■ **Task objective**: Reproduce every line below verbatim, in the same order, and omit the pictures.

** begin **

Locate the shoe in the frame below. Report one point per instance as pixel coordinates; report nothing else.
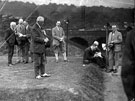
(25, 62)
(115, 71)
(109, 70)
(57, 61)
(10, 65)
(65, 60)
(18, 61)
(38, 77)
(45, 75)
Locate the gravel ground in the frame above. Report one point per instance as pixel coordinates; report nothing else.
(68, 82)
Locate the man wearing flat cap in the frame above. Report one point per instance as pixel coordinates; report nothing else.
(59, 41)
(11, 41)
(38, 45)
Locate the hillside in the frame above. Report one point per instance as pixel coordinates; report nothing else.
(79, 17)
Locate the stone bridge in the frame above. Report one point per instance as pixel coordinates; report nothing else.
(83, 39)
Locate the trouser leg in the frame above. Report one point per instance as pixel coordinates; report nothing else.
(111, 59)
(42, 64)
(10, 54)
(36, 63)
(26, 55)
(117, 59)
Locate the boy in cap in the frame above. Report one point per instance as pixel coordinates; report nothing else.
(59, 41)
(92, 54)
(115, 45)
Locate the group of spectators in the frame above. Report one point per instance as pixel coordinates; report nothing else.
(116, 56)
(33, 40)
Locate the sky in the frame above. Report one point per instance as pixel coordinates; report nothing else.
(110, 3)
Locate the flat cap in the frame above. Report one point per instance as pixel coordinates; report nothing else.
(40, 18)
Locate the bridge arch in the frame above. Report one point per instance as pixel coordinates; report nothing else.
(101, 40)
(80, 41)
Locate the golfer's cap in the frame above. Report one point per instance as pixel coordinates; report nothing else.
(20, 21)
(12, 23)
(58, 22)
(96, 43)
(40, 18)
(114, 26)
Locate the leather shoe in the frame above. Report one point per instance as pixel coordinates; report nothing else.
(115, 71)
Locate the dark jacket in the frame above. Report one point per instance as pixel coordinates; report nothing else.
(89, 53)
(38, 37)
(128, 65)
(10, 37)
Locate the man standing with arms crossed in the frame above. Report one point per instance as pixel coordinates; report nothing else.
(59, 41)
(38, 44)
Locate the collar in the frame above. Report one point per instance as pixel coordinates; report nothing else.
(38, 25)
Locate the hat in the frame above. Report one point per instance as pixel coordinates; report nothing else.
(114, 26)
(20, 21)
(40, 18)
(12, 23)
(95, 43)
(58, 22)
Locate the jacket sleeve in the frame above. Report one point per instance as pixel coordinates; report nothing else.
(36, 37)
(63, 33)
(54, 35)
(7, 34)
(109, 38)
(119, 38)
(128, 64)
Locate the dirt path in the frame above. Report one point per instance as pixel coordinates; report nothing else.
(64, 76)
(114, 88)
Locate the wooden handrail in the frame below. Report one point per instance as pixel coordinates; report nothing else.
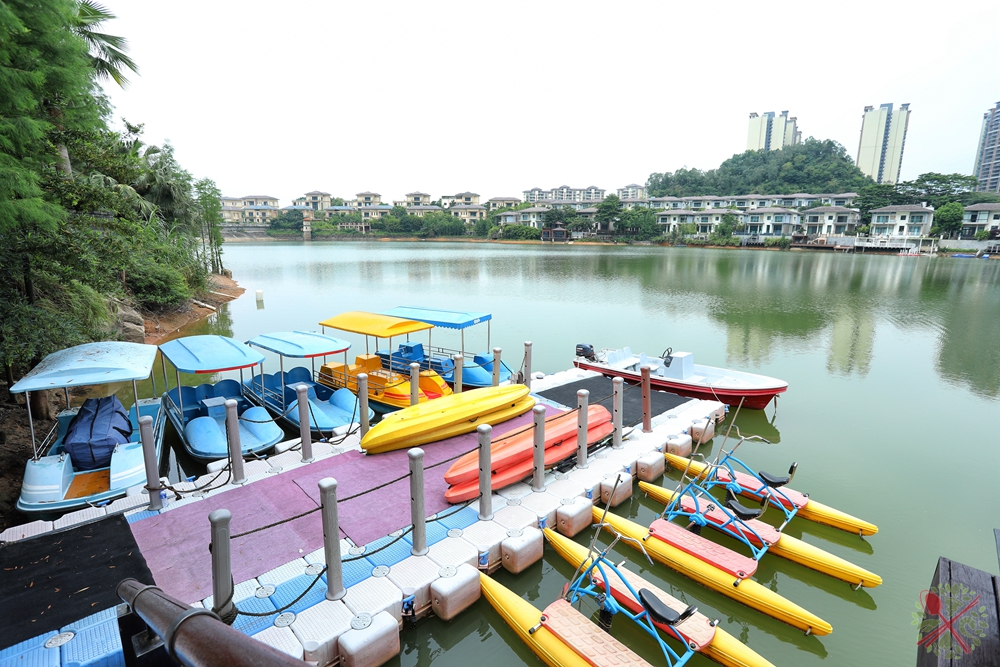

** end **

■ **Response to this exercise**:
Locate the shoe in the frame below. Report one point per instance as pixel coordinates; report nothing else.
(25, 62)
(115, 71)
(109, 70)
(57, 61)
(10, 65)
(65, 60)
(18, 61)
(38, 77)
(45, 75)
Locate the gravel ground in the frame above. Report one point per instance as pixel coordinates; report nothing else.
(68, 82)
Locate the man wearing flat cap in the frame above. Report one point per instance as pixel coordinates; report nothing else.
(59, 41)
(11, 41)
(38, 45)
Locate the hillside in the frame above. Report one point per instance as pixel coordinates; report nothing else.
(79, 17)
Locate the stone bridge in the frame above. Report one point per instance as pixel coordinates; report nothing else.
(83, 39)
Locate the trouser leg in the frame above. Report one point per instance as pixel coordinates; report nothing else.
(111, 59)
(42, 64)
(10, 54)
(36, 63)
(26, 55)
(117, 59)
Locate the boy in cap in the frame above. Report one point per instance as pixel coordinates; report nothing else.
(59, 41)
(92, 54)
(115, 45)
Locate the group of spectators in the frame above. Report one point per instance as pixel coordinates; report nothing else.
(116, 56)
(33, 40)
Locate the sky in the frame above. Report one point per instance as pixel coordinates; report nothing else.
(110, 3)
Locate the flat cap in the frame above. Report one point per instance as pixel coordinates; report nothing else.
(40, 18)
Locate the bridge arch in the frame above. Report one point per instance as pixel coordinates; report nothing else.
(101, 40)
(80, 41)
Locate the golfer's cap in the frame above. Report one point per instance as pixel coordinates; report nothing else.
(20, 21)
(12, 23)
(58, 22)
(96, 43)
(40, 18)
(114, 26)
Locate the leather shoe in the frame above. Report one point per instance as pixel coordinates; report nothing else.
(115, 71)
Locate the dark jacket in the frame above. Report one point per instance as pixel coordinates; report nothing else.
(89, 53)
(38, 37)
(128, 65)
(10, 37)
Locate the man standing with arms crossed in the frame above. Report one point per instance as pixel coordinates; report nothing else.
(59, 41)
(38, 44)
Locate the collar in the frame above. Report one point per instance as pixel coordinates; report nothing else.
(38, 25)
Locate the hat in the frame above. Report one point per instance as pixel coordinates; report nothing else.
(114, 26)
(20, 21)
(40, 18)
(12, 23)
(95, 43)
(58, 22)
Locate the jacket sleeve in the frame above. Report one point per instance as pixel coordinates; report nothing else.
(36, 37)
(63, 33)
(54, 35)
(7, 34)
(109, 38)
(119, 38)
(128, 64)
Locate the dirt path in the frame above. Report one point per instance as pixel coordinates; report nothing else.
(64, 76)
(114, 88)
Locate the wooden handrail in the frame below. Report one point per instance as pixel coordinates; report nothing else.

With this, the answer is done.